--- Job 1 ---
Answer these questions using the letter about E-Loan and mortgage brokers.
(a) How many years has the writer worked as a mortgage broker?
(b) Of the loans the writer closed in 2000, how many were purchases?
(c) In which quarter does Larsen say E-Loan will become profitable?

─── Text block ───

E-Loan Should Learn from Brokers, Not Insult Them

To the Editor:

I have just concluded reading your interview with Chris Larsen of E-Loan ("E-Loan Confident About Survival," March 2001) and I feel the need to write. I have been a mortgage broker for 18 years and take exception to Larsen’s statement that mortgage brokers "don’t offer a good deal to the consumer, they just get in the way." Larsen goes on to say, "loan brokers are like used car salesmen—they are not out to get the best deal for the consumer."

I think it is Larsen who is not out to get the best deal for the consumer, nor is he out to get the best deal for the investors in his company. But Larsen has been able to get the best deal for himself and his partner, Janina Pawlowski, selling an interest in the company for tens of millions of dollars.

Larsen says, "Our competition is the loan broker." A loan broker is an entity that acts as an intermediary between a borrower and a lender. The fact is that E-Loan is itself a loan broker (albeit unusual in loan brokerage in that it doesn’t earn any profit).

One of the differences between E-Loan and my business is how we get loans. Of course we’ve all heard the ads on radio extolling the virtues of E-Loan (while disparaging and insulting traditional mortgage brokers). Do these ads pull in massive amounts of business? I don’t know. I do know that I don’t advertise and get 100% of my business from past clients and word of mouth. I find this especially ironic in that I am located on the San Francisco Peninsula where one would think E-Loan would have starved me out of business.

My business focuses on purchase business—in 2000 I closed 75 loans out of which 45 were purchases. The Realtors that I work with want the hands-on service that I provide and refuse to let their clients go to E-Loan. Of course, I do lose a few loans to E-Loan—those refinance borrowers that incessantly shop rates and have no loyalty. E-Loan, you are welcome to this business.

Larsen says that E-Loan will be profitable in the second quarter of 2002. Meanwhile, according to Larsen, "We estimate that we will have to burn through another $16 million in cash to get there." I think that "burn" is certainly an apt term for what is going to happen, as when they do "get there" ashes are all that’s going to be left of all that cash.

Again, Larsen says he offers a better deal to the consumer. Well, I looked at E-Loan’s site on March 20th and compared their rates to what I offer and here’s an example of the comparison: Comparing a 30-year full-document conforming no-cash-out refinance for $220,000, a 15-day lock with E-Loan @6.875% cost 0.882%. The same rate with me costs 0.25% for a 15-day lock and that’s with me making one point.

The difference of 0.632 is $1,390. I’m aware that E-Loan charges no extra fees, but my fees would not add up to $1,390. Also E-Loan’s rate presumes impounds; waiving those would cost more. My quote is without impounds.

Finally the stock price of E-Loan is less than $1.50. Good thing for Larsen and Pawlowski that they sold when the stock was trading in the seventies, otherwise they wouldn’t have the tens of millions of dollars that they have.

The stock price of my company? Everybody knows a mortgage brokerage isn’t worth anything.

─── Record set ───

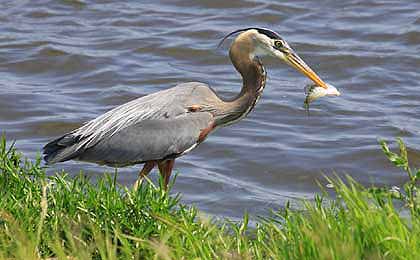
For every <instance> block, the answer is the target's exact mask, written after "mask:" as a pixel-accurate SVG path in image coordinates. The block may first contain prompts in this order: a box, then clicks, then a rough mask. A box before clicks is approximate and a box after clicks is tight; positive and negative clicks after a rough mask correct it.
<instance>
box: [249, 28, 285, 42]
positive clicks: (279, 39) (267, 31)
mask: <svg viewBox="0 0 420 260" xmlns="http://www.w3.org/2000/svg"><path fill="white" fill-rule="evenodd" d="M255 30H257V31H258V32H259V33H261V34H264V35H266V36H267V37H268V38H271V39H273V40H281V37H280V35H278V34H277V33H276V32H273V31H271V30H268V29H264V28H255Z"/></svg>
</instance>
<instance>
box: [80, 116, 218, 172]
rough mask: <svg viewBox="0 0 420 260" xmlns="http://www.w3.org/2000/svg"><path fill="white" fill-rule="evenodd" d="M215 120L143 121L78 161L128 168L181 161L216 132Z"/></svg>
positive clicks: (95, 146) (80, 155) (173, 119)
mask: <svg viewBox="0 0 420 260" xmlns="http://www.w3.org/2000/svg"><path fill="white" fill-rule="evenodd" d="M213 120H214V119H213V116H212V115H211V114H210V113H207V112H197V113H188V114H184V115H181V116H178V117H175V118H170V119H166V120H159V119H148V120H143V121H141V122H138V123H136V124H133V125H131V126H129V127H126V128H124V129H122V130H121V131H119V132H118V133H116V134H114V135H113V136H110V137H109V138H105V139H103V140H101V141H100V142H98V143H97V144H96V145H95V146H92V147H90V148H88V149H86V150H85V151H84V152H83V153H82V154H80V155H79V156H78V157H77V158H76V159H79V160H82V161H89V162H95V163H99V164H106V165H113V166H124V165H130V164H135V163H141V162H145V161H150V160H162V159H168V158H174V157H178V156H180V155H182V154H183V153H185V152H186V151H189V150H190V149H192V148H194V147H195V146H196V145H197V144H198V143H200V142H201V135H202V133H203V132H206V130H207V129H208V130H210V129H211V128H212V126H213Z"/></svg>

───

--- Job 2 ---
Pick out every line of the records that contains the string "this", treating uppercase and lowercase as different.

--- Your response 1 ---
(a) 18 years
(b) 45 of 75 loans
(c) The second quarter of 2002

--- Your response 2 ---
For every <instance> block, the answer is the target's exact mask, written after "mask:" as a pixel-accurate SVG path in image coordinates. The block may first contain prompts in this order: a box, then clicks, then a rough mask. A box before clicks is approximate and a box after clicks is tight; positive and negative clicks after a rough mask correct it.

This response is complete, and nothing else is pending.